**** EXTRACTED DATA
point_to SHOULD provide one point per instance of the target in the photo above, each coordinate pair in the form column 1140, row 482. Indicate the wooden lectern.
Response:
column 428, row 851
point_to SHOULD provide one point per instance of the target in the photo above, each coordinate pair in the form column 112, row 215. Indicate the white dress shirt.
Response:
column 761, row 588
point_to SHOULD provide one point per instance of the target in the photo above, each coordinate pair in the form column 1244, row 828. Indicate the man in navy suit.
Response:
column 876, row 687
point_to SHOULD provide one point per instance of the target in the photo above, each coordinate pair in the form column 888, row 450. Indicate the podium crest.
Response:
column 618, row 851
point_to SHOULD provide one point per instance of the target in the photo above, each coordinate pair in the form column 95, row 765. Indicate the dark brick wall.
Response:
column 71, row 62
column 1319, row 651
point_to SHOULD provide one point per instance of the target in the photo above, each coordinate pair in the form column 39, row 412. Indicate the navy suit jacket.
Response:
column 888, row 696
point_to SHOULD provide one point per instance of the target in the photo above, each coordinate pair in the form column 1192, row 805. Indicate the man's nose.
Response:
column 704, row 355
********
> _WORK INSTRUCTIONS_: Rewrite all of the records above, changing every occurrence of "Indicate" to "Locate" and leaving everything else unchanged.

> _EXERCISE ANSWER_:
point_to SHOULD provide one point per instance of the target in the photo above, each coordinate pair in the form column 1140, row 482. Locate the wooden lectern.
Response:
column 428, row 851
point_to SHOULD provide one point per instance of the target in the photo above, each coordinate pair in the form column 112, row 215. Locate the white dress shirt.
Response:
column 761, row 588
point_to SHOULD provide one point per instance of the target in the photo above, each coordinate pair in the form column 1244, row 828. Locate the man in navy suit.
Response:
column 876, row 687
point_to SHOULD provide one point per instance of the target in the photo above, each coordinate pair in the form column 888, row 450. Locate the podium crest.
Response:
column 618, row 851
point_to SHOULD provide one point per instance of the target in the photo above, each coordinate pair in the form column 95, row 765. Locate the dark brick wall.
Response:
column 71, row 62
column 1319, row 651
point_to SHOULD provide one point per instance of the target in the photo above, each coordinate pair in the form column 39, row 412. Locate the navy suit jacket.
Response:
column 888, row 696
point_to SHOULD provide one point per instance of the target in the photo above, each coordinate pair in the form column 1192, row 805. Locate the man's nose.
Response:
column 704, row 355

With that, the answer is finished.